EXERCISE TASK: Write out the material below again, unchanged.
-=-=-=-=-
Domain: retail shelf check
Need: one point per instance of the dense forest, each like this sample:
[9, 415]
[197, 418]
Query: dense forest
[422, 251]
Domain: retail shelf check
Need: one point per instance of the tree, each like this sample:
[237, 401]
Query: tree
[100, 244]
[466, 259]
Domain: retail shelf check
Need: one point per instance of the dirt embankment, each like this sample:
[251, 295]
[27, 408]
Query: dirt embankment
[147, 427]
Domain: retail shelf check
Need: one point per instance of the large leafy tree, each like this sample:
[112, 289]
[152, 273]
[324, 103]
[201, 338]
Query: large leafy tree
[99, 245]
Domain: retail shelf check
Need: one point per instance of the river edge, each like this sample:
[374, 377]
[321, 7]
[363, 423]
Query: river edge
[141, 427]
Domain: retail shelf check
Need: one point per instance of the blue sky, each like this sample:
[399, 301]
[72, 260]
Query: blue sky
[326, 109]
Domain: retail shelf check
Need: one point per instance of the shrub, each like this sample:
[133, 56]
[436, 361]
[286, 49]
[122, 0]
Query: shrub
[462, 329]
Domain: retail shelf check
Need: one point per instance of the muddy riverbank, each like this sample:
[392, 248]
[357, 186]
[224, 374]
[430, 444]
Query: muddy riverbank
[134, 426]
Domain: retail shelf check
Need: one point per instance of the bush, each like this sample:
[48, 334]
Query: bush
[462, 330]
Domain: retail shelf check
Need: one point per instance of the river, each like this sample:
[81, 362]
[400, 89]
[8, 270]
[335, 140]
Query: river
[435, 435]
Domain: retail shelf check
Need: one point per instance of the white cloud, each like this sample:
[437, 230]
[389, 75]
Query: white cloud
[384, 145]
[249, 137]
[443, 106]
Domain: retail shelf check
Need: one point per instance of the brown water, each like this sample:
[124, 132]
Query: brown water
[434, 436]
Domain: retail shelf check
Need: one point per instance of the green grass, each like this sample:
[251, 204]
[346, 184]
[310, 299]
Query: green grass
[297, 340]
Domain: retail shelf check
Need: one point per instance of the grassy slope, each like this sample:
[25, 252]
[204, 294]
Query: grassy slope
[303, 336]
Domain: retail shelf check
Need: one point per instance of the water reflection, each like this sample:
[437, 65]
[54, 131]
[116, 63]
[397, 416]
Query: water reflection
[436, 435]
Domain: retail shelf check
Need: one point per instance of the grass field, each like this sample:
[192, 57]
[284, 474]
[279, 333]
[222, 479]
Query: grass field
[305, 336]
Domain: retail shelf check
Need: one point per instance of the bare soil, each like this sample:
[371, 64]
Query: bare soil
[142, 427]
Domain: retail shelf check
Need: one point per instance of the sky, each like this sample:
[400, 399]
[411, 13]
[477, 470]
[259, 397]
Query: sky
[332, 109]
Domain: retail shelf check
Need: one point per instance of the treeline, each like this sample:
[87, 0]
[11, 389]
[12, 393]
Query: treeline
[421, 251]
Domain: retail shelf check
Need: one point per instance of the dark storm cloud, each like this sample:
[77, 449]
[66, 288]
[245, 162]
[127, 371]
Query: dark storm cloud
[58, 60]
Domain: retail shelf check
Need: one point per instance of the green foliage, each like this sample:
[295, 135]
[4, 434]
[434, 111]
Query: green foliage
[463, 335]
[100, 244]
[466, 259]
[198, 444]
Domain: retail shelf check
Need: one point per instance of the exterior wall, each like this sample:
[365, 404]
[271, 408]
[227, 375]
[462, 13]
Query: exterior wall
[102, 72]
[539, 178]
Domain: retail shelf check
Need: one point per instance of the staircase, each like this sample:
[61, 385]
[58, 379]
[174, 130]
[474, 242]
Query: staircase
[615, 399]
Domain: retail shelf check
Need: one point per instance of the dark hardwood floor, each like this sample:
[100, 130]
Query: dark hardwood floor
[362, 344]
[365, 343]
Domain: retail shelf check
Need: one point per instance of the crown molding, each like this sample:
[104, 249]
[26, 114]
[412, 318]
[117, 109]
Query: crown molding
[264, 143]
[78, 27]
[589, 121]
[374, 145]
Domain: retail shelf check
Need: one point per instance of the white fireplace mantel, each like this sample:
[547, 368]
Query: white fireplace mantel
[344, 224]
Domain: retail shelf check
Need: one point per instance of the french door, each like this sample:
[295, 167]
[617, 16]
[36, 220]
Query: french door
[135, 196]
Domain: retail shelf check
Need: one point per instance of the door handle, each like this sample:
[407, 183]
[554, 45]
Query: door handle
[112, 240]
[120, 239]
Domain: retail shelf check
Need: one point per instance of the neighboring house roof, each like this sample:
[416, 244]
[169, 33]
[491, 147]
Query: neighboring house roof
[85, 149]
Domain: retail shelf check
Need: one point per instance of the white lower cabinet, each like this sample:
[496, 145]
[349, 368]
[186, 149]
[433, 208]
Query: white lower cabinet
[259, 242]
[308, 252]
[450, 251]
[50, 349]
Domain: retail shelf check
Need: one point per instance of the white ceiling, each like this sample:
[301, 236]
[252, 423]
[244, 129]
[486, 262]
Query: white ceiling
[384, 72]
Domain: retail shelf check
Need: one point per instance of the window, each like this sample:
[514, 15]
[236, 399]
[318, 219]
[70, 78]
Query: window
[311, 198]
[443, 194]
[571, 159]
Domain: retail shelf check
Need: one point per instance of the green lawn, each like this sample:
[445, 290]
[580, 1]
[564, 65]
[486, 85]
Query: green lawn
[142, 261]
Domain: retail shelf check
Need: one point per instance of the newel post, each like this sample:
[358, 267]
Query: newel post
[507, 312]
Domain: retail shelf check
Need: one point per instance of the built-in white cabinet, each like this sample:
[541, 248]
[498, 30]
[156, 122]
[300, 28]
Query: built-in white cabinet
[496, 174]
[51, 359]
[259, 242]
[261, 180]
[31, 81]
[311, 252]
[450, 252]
-=-=-=-=-
TASK RESULT:
Domain: retail shelf check
Need: one point per instance of the dense forest, each like this sample:
[9, 415]
[197, 418]
Query: dense forest
[422, 251]
Domain: retail shelf check
Need: one point per instance of the tree, each like this sample:
[237, 401]
Query: tree
[100, 244]
[466, 259]
Domain: retail shelf check
Need: one point per instance of the dirt embankment, each like this sample:
[251, 295]
[27, 408]
Query: dirt embankment
[147, 427]
Domain: retail shelf check
Need: one point per instance of the large leafy tree, each like this sample:
[112, 289]
[152, 273]
[324, 103]
[201, 338]
Query: large leafy tree
[99, 245]
Domain: retail shelf check
Need: one point per instance of the river edge, each like this sample:
[374, 377]
[321, 7]
[363, 423]
Query: river edge
[141, 427]
Domain: retail shelf check
Need: one point per instance of the blue sky, each like this sample:
[399, 301]
[72, 260]
Query: blue sky
[326, 109]
Domain: retail shelf check
Need: one point per instance of the shrub, each like this sample:
[133, 56]
[436, 361]
[286, 49]
[122, 0]
Query: shrub
[462, 329]
Domain: retail shelf check
Need: one point per instance of the muddy riverbank, each like this sample:
[392, 248]
[357, 186]
[224, 374]
[430, 444]
Query: muddy riverbank
[134, 426]
Domain: retail shelf check
Need: one point per instance of the bush, each like this sample:
[48, 334]
Query: bush
[462, 330]
Domain: retail shelf check
Need: one point per instance of the river, each like this sample:
[81, 362]
[400, 89]
[8, 270]
[335, 140]
Query: river
[435, 435]
Domain: retail shelf check
Need: one point per instance of the white cloud, each like this sample:
[437, 230]
[389, 75]
Query: white cloud
[384, 145]
[249, 137]
[443, 106]
Domain: retail shelf check
Need: one point per instance of the brown water, each like this sample:
[124, 132]
Query: brown water
[434, 436]
Domain: retail shelf check
Need: one point per instance of the green grass, each like this sample:
[251, 204]
[346, 184]
[310, 299]
Query: green grass
[297, 340]
Domain: retail shelf check
Need: one point per instance of the grassy slope, each like this sample:
[25, 252]
[204, 294]
Query: grassy slope
[303, 336]
Domain: retail shelf check
Need: one point per instance of the water reflection, each like this sample:
[437, 65]
[54, 131]
[116, 63]
[397, 416]
Query: water reflection
[436, 435]
Domain: retail shelf check
Need: one point per instance of the grass field, each like this sample:
[192, 57]
[284, 474]
[279, 333]
[222, 479]
Query: grass field
[305, 336]
Domain: retail shelf check
Need: one point per instance of the bare soil, each like this sample:
[371, 64]
Query: bare soil
[142, 427]
Domain: retail shelf check
Need: one point per instance of the sky, each like this sample:
[400, 399]
[411, 13]
[477, 470]
[259, 397]
Query: sky
[332, 109]
Domain: retail shelf check
Need: one point per instance of the treeline, each like this sample:
[87, 0]
[11, 389]
[12, 393]
Query: treeline
[421, 251]
Domain: retail shelf check
Need: one point per instance of the dark storm cloud, each like this sample:
[77, 449]
[66, 288]
[245, 162]
[127, 371]
Query: dark storm cloud
[58, 60]
Domain: retail shelf check
Need: one point per instance of the green foliage, each like this sample:
[295, 135]
[4, 434]
[434, 111]
Query: green foliage
[463, 335]
[100, 244]
[466, 259]
[198, 444]
Domain: retail shelf check
Need: one point per instance of the exterior wall, each like this sample:
[365, 404]
[271, 408]
[227, 375]
[462, 13]
Query: exterior wall
[102, 72]
[539, 178]
Domain: retail shelf check
Need: one point per instance of the staircase, each like this sample:
[61, 385]
[58, 379]
[174, 130]
[474, 242]
Query: staircase
[615, 399]
Domain: retail shelf check
Need: one point per instance of the dark hardwood floor, each like this sample:
[100, 130]
Query: dark hardwood floor
[362, 344]
[365, 343]
Domain: retail shelf check
Need: one point per instance of the crown molding, each like this sample:
[104, 249]
[26, 114]
[412, 318]
[117, 109]
Query: crown molding
[264, 143]
[78, 27]
[589, 121]
[374, 145]
Domain: retail shelf check
Need: one point per instance of the white fireplace mantel, each like this sample:
[547, 368]
Query: white fireplace mantel
[344, 224]
Domain: retail shelf check
Need: one point per instance of the french door, each like this sample:
[295, 167]
[617, 16]
[36, 220]
Query: french door
[135, 196]
Domain: retail shelf check
Need: one point per instance of the door handle, each like this sample:
[407, 183]
[554, 45]
Query: door handle
[112, 240]
[120, 239]
Domain: retail shelf check
Need: one point per instance of the neighboring house roof, each like this sample:
[416, 244]
[169, 33]
[491, 147]
Query: neighboring house roof
[85, 149]
Domain: retail shelf check
Need: one point per instance of the white lower cabinet, each like this sample:
[496, 145]
[349, 368]
[186, 149]
[433, 208]
Query: white lower cabinet
[259, 242]
[308, 252]
[450, 251]
[50, 349]
Domain: retail shelf check
Need: one point per instance of the white ceiling, each like this sample:
[301, 236]
[252, 423]
[244, 129]
[486, 262]
Query: white ceiling
[384, 72]
Domain: retail shelf check
Need: one point per instance of the window, each like this sample:
[514, 15]
[236, 399]
[318, 219]
[70, 78]
Query: window
[311, 198]
[443, 194]
[571, 159]
Domain: retail shelf check
Need: one point per instance of the green lawn, each like this sample:
[445, 290]
[580, 1]
[564, 65]
[486, 85]
Query: green lawn
[142, 261]
Domain: retail shelf check
Need: one point per instance of the newel post, each like this sample:
[358, 267]
Query: newel post
[507, 312]
Domain: retail shelf check
Need: one point per instance of the built-in white cabinet, each like this sample:
[541, 248]
[498, 30]
[156, 122]
[300, 28]
Query: built-in white cabinet
[496, 174]
[51, 359]
[259, 242]
[261, 180]
[31, 81]
[311, 252]
[450, 252]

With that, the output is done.